(Assigned task):
Transcribe the part of the text below on Graverol's Verlaine watercolor between "Another portrait of" and "birthplace of Verlaine.", inclusive.

*** Passage shown Section Begins ***

Alexandre Graverol

1865 – Paris – 1949

  • Paul Verlaine at the Broussais Hospital

  • Watercolor and ink on wove paper, 1895

    Monogrammed lower left AGr, inscribed in pencil lower left Paul Verlaine à l’Hopital B. AGraverol

  • Size

    234 x 267 mm

  • Provenance

    Private collection, The Netherlands

A very fine sheet depicting Paul Verlaine (1844-1896) at the Broussais Hospital in Paris, where he died in January 1896. For the last ten years of his life, Verlaine spent long stays in various hospitals, totalizing more than four years. He suffered from a very painful arthritis in the knees (hence the walking stick on which he is leaning) aggravated by his chronic alcoholism. But another reason was that he was homeless after his mother’s death and suffered from a recurrent lack of money, in spite of his literary fame (he had been elected «Prince des poètes» in 1894). Hospitals offered him free boarding as well as a de facto abstention from alcohol. In Mes Hôpitaux in 1892 Verlaine let many notes describing the structures of the hospitals, touchingly acknowledging how the doctors were kind with him, and the calm atmosphere of the wards where he could read and write peacefully.

Graverol was part of the Symbolist milieu in Paris, as well as in Brussels, and knew many writers of the movement. La Plume dedicated an obituary issue to the poet in February. Another version of the present watercolor, entitled «Entre le Lys et la Rose» was published in this issue. Indeed, Graverol realized five different versions and studies – recorded today – of this drawing. Our version is more linear than the one illustrated in Dennis Cate, Toulouse-Lautrec and La Vie Moderne (2013, p. 300). The composition is underlined with delicate lines in black ink offering a more legible and sharp image.

Evoking medieval manuscript illumination, it is also related to Art Nouveau illustrations; the importance given to vegetal motifs, the arabesques surrounding the composition and the women silhouettes remind us of Mucha. The two women, on both borders, could represent the Muses of Poetry and Music, or express the antagonism between old and young, night and day, life and death. Above, an angel and the face of an old woman seem to welcome the poet in the after-life: the angel opening his arm to the poet in heaven, while the allegory of Death, serious and sad, illustrates the fatality of Verlaine’s demise. At the bottom, the face of the evil – with some of Verlaine’s features – incarnates Verlaine’s ambivalent behavior: on the left, a glass of absinth and apples, symbols of sins, on the right, roses and the holy host and chalice, symbols of redemption.

Notwithstanding that Verlaine endured a desolated life, his texts and books had an important success, and he was supported by many officials. Two different plants are encircling the poet: the thistle, symbol of the human suffering and the lily, symbol of the innocence recovered after death. Graverol transformed Verlaine into a Christianized figure who has suffered, and will raise again through the art. His left finger is pointing to the sky, as a premonition of his death and the path he has chosen. Our drawing captures this reality: while a coachman of hearse with his whip is waiting outside, the poet in his simple room is already turned towards his after-life and his consecration.

Another portrait of Verlaine in the Broussais Hospital was made in 1891 by the painter Aman Jean and is kept at the Museum of Metz, birthplace of Verlaine.

*** Passage shown Section Ends ***
*** Information shown Section Begins ***

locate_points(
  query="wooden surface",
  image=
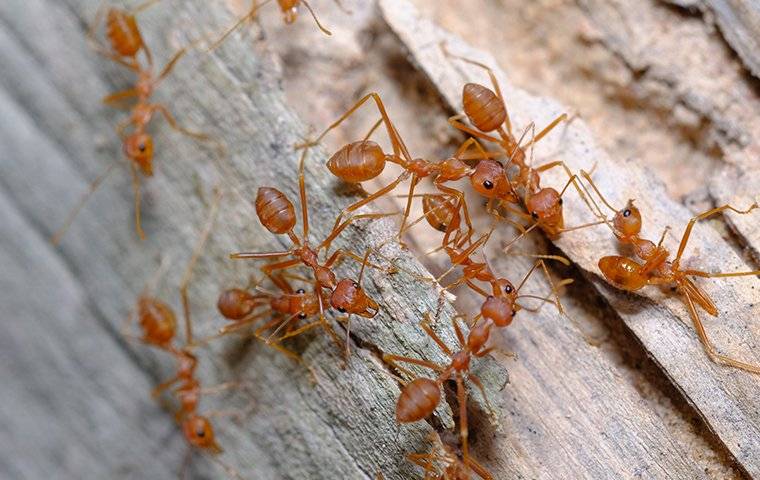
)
(722, 396)
(78, 402)
(570, 409)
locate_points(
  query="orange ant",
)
(277, 214)
(420, 397)
(365, 160)
(442, 463)
(289, 9)
(487, 112)
(158, 324)
(628, 274)
(126, 42)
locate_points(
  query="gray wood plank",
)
(722, 396)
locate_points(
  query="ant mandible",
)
(628, 274)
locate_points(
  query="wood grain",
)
(83, 390)
(722, 396)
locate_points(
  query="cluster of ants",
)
(503, 175)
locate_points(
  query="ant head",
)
(545, 206)
(325, 277)
(200, 433)
(440, 212)
(235, 304)
(349, 297)
(289, 10)
(628, 220)
(499, 310)
(157, 321)
(138, 147)
(490, 180)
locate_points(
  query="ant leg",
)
(56, 238)
(425, 324)
(316, 20)
(136, 189)
(463, 429)
(399, 148)
(193, 259)
(392, 359)
(117, 97)
(711, 352)
(338, 226)
(702, 216)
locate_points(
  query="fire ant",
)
(487, 112)
(420, 397)
(628, 274)
(126, 42)
(158, 324)
(277, 214)
(442, 463)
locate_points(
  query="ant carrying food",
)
(420, 397)
(125, 44)
(628, 274)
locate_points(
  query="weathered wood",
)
(739, 22)
(722, 396)
(57, 136)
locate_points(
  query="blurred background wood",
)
(605, 412)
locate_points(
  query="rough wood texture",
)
(739, 22)
(77, 403)
(723, 397)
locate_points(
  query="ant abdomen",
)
(484, 109)
(418, 399)
(274, 210)
(123, 33)
(440, 211)
(357, 162)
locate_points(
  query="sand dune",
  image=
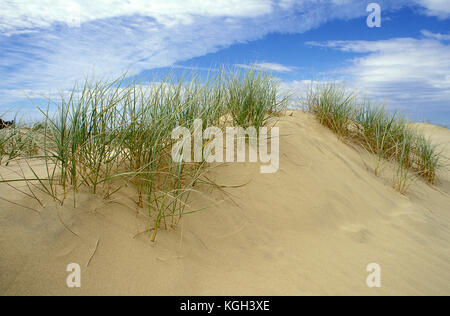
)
(310, 229)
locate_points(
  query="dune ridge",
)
(310, 229)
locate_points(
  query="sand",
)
(310, 229)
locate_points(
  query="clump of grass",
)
(253, 98)
(109, 134)
(428, 158)
(384, 134)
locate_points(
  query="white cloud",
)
(26, 14)
(412, 74)
(268, 67)
(438, 36)
(439, 8)
(41, 53)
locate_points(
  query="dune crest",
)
(312, 228)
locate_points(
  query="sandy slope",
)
(311, 228)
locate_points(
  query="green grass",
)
(333, 106)
(387, 135)
(107, 135)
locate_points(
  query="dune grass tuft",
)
(107, 135)
(387, 135)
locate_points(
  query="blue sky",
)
(49, 45)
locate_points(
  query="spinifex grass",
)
(333, 106)
(253, 98)
(109, 134)
(385, 134)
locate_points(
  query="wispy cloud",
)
(438, 36)
(438, 8)
(409, 73)
(42, 51)
(274, 67)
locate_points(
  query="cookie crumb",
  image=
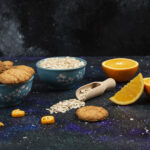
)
(65, 105)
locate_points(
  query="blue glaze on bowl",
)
(11, 95)
(61, 78)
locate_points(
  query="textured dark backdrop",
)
(74, 27)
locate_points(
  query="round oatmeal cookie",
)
(7, 65)
(92, 113)
(28, 69)
(16, 75)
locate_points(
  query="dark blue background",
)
(74, 27)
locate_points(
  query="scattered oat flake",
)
(65, 105)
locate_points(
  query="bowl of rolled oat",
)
(61, 72)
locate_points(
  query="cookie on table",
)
(5, 65)
(1, 67)
(92, 113)
(16, 75)
(28, 69)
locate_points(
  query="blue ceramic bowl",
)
(61, 78)
(11, 95)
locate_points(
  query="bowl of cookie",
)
(61, 72)
(15, 83)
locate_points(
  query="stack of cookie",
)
(10, 74)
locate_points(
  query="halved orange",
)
(131, 92)
(121, 69)
(147, 85)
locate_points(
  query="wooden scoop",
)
(94, 89)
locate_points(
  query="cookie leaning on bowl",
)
(16, 74)
(5, 65)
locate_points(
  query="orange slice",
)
(147, 85)
(131, 92)
(121, 69)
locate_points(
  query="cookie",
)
(1, 67)
(92, 113)
(28, 69)
(5, 65)
(16, 75)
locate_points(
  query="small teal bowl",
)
(61, 78)
(11, 95)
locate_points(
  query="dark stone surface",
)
(126, 128)
(74, 27)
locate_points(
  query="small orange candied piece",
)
(17, 113)
(1, 124)
(47, 120)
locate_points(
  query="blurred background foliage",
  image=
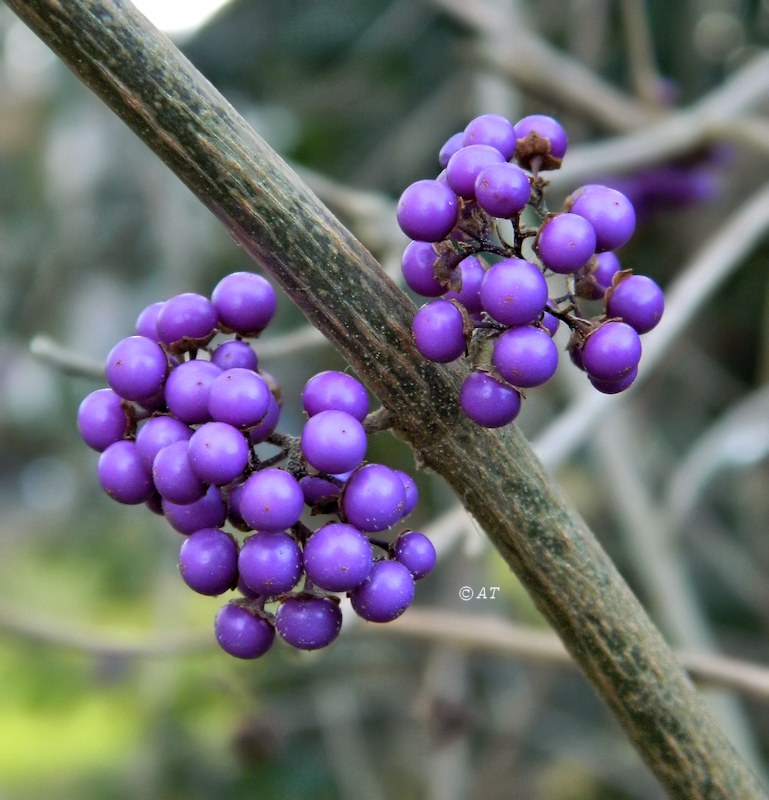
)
(110, 683)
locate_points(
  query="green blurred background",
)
(110, 683)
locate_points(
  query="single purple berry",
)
(637, 300)
(611, 351)
(271, 500)
(241, 633)
(514, 291)
(525, 356)
(609, 212)
(122, 475)
(218, 453)
(173, 475)
(338, 557)
(187, 390)
(565, 243)
(502, 190)
(270, 563)
(187, 321)
(147, 321)
(235, 353)
(385, 594)
(239, 397)
(493, 130)
(418, 271)
(333, 441)
(208, 561)
(332, 390)
(101, 419)
(427, 211)
(416, 552)
(488, 402)
(374, 498)
(439, 331)
(156, 433)
(245, 302)
(136, 367)
(466, 164)
(308, 623)
(614, 387)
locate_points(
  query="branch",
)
(340, 288)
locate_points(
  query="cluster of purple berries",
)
(505, 272)
(183, 428)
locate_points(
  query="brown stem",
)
(342, 290)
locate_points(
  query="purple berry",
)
(241, 633)
(210, 511)
(238, 397)
(525, 356)
(502, 190)
(245, 302)
(488, 402)
(122, 475)
(493, 130)
(136, 368)
(235, 353)
(270, 563)
(565, 243)
(332, 390)
(271, 500)
(416, 552)
(156, 433)
(611, 352)
(208, 561)
(637, 300)
(218, 453)
(439, 331)
(471, 274)
(187, 390)
(173, 475)
(101, 419)
(412, 492)
(427, 211)
(514, 292)
(609, 212)
(466, 164)
(333, 441)
(338, 557)
(308, 623)
(187, 321)
(418, 272)
(385, 594)
(614, 387)
(374, 498)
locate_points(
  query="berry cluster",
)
(183, 428)
(505, 272)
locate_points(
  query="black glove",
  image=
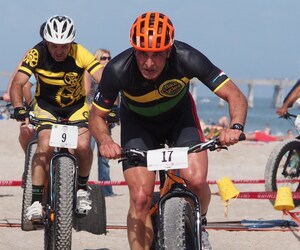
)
(113, 115)
(20, 114)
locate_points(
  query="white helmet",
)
(60, 30)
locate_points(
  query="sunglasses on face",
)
(103, 58)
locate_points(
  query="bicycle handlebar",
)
(211, 145)
(287, 115)
(60, 120)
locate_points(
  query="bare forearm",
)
(238, 106)
(16, 95)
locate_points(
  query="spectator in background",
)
(103, 56)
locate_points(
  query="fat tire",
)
(27, 225)
(177, 225)
(274, 167)
(64, 196)
(95, 221)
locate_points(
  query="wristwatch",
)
(237, 126)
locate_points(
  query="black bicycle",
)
(283, 165)
(59, 203)
(175, 211)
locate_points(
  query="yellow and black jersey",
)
(60, 84)
(168, 94)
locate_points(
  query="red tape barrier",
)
(293, 216)
(123, 183)
(242, 195)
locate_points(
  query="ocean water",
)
(261, 115)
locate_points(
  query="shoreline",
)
(244, 161)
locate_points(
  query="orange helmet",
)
(152, 31)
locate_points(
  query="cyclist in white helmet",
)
(58, 64)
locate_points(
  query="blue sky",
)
(247, 39)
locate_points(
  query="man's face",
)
(151, 64)
(59, 52)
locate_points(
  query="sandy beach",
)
(244, 161)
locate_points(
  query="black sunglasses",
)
(103, 58)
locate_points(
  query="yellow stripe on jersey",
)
(161, 92)
(221, 85)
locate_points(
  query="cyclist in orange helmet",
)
(156, 106)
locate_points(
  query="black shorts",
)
(179, 129)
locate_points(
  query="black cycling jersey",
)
(155, 99)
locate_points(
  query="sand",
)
(244, 161)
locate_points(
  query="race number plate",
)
(64, 136)
(167, 158)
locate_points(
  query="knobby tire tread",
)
(177, 225)
(64, 195)
(95, 221)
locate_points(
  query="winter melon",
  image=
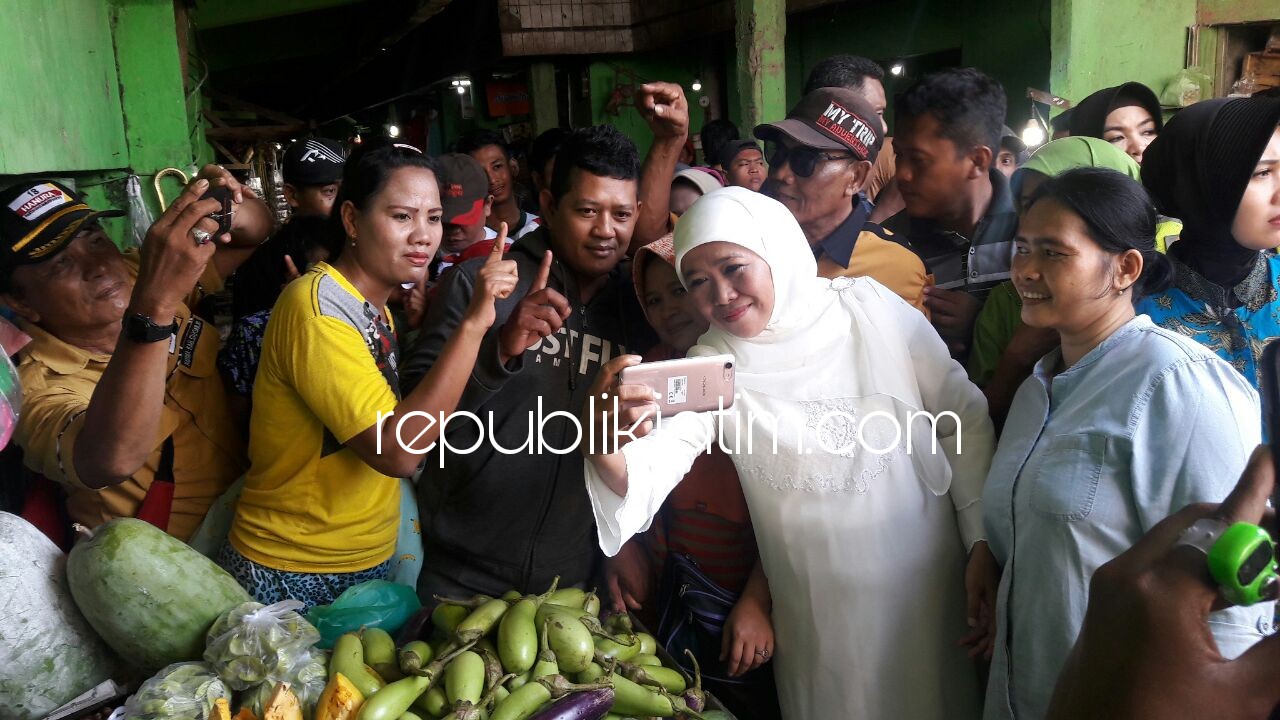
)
(48, 652)
(147, 593)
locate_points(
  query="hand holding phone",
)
(695, 384)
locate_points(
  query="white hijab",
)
(828, 342)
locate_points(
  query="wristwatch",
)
(1240, 559)
(141, 328)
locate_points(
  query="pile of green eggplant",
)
(515, 657)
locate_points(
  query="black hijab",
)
(1089, 117)
(1197, 171)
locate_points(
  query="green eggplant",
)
(464, 678)
(380, 652)
(348, 659)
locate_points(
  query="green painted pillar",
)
(158, 130)
(760, 35)
(542, 92)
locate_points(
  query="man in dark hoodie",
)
(510, 510)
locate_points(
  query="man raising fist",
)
(510, 509)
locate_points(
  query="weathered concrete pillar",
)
(759, 35)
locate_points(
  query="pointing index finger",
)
(499, 245)
(543, 273)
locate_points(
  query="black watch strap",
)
(141, 328)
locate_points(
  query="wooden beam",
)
(283, 118)
(251, 133)
(220, 13)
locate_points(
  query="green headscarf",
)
(1078, 151)
(1069, 153)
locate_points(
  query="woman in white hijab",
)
(863, 520)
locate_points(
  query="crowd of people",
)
(1080, 322)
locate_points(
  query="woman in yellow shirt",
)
(329, 434)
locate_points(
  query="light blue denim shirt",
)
(1089, 460)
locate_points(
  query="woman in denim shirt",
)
(1120, 427)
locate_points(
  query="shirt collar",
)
(840, 244)
(1047, 364)
(1001, 213)
(55, 354)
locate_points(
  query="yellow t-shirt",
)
(328, 367)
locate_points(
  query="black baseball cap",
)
(831, 118)
(315, 160)
(731, 149)
(464, 188)
(39, 219)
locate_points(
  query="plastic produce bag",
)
(375, 604)
(306, 679)
(252, 643)
(183, 691)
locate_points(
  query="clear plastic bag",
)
(252, 643)
(183, 691)
(306, 679)
(1188, 87)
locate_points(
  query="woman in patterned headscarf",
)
(1217, 168)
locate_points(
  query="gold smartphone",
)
(696, 384)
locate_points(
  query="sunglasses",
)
(803, 159)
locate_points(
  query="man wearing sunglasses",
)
(819, 158)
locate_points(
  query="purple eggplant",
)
(694, 697)
(590, 705)
(417, 628)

*** Information shown Section Ends ***

(Result for this task):
Another portrait of Verlaine in the Broussais Hospital was made in 1891 by the painter Aman Jean and is kept at the Museum of Metz, birthplace of Verlaine.